## START DATA SHOWN

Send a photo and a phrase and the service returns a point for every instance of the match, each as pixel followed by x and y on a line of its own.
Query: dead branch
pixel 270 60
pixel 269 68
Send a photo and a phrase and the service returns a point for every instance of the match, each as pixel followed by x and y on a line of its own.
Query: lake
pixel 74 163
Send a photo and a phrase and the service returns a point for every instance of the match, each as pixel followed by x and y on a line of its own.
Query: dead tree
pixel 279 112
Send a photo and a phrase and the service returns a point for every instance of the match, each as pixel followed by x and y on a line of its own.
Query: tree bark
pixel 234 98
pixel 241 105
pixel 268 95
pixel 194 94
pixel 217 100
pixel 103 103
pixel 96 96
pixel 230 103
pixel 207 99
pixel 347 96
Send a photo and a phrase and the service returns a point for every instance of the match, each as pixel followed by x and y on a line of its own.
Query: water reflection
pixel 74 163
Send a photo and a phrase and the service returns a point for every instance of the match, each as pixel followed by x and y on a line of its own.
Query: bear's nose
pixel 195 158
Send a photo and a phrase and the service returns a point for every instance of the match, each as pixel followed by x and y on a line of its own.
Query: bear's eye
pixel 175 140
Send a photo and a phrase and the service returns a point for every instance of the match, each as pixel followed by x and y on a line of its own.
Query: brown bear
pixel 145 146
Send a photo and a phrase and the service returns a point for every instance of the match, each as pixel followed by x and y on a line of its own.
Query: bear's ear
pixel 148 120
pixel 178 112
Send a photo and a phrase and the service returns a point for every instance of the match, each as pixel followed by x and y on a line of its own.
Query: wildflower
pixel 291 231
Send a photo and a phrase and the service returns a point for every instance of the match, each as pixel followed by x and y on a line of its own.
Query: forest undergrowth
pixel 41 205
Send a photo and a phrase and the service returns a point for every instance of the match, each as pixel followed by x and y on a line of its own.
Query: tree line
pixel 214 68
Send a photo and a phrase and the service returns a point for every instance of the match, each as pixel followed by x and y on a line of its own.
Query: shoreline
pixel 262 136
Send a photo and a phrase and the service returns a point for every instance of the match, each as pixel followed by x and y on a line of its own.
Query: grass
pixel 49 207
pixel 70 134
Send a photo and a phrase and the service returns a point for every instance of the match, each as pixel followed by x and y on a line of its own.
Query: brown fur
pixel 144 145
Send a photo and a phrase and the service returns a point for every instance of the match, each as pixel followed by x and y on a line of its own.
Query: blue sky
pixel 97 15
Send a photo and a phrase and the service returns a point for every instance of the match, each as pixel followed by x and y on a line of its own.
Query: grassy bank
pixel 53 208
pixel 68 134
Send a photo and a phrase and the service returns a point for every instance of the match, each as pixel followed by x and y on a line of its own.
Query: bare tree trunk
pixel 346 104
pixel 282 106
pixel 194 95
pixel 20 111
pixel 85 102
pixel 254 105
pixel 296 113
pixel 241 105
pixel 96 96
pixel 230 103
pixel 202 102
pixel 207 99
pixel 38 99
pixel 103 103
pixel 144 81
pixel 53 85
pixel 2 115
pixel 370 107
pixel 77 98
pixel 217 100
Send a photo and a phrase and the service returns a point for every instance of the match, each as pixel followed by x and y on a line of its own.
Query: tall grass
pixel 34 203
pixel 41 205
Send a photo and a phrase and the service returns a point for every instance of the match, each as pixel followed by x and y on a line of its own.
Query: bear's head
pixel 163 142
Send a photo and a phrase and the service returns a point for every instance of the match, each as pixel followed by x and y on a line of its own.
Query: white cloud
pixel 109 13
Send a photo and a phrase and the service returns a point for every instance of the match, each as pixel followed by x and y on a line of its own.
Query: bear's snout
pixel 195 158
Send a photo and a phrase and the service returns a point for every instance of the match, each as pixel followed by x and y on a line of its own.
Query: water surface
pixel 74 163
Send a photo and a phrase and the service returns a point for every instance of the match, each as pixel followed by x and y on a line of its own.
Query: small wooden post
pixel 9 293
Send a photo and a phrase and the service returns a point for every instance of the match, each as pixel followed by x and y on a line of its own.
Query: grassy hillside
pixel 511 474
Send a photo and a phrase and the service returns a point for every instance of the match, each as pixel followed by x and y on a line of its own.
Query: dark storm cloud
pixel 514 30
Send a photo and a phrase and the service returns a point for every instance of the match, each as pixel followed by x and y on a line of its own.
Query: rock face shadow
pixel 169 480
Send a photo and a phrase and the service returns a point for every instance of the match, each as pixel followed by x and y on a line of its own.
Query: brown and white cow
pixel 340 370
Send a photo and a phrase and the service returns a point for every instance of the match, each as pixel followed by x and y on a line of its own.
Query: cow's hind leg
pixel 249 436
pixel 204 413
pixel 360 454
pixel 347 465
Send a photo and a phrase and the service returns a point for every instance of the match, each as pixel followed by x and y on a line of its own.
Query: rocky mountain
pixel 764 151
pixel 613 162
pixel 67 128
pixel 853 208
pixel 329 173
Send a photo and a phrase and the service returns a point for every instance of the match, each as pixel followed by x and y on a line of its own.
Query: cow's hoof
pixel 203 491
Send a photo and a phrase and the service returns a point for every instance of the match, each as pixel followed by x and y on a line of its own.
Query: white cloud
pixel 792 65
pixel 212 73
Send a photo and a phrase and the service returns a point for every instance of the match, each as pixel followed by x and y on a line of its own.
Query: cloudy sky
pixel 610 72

## END DATA SHOWN

- _JOB_:
Identify each line in the entries above that contains the string "grassy" and copy every such line in full.

- _WRITTEN SOLUTION_:
Query: grassy bank
Query: grassy hillside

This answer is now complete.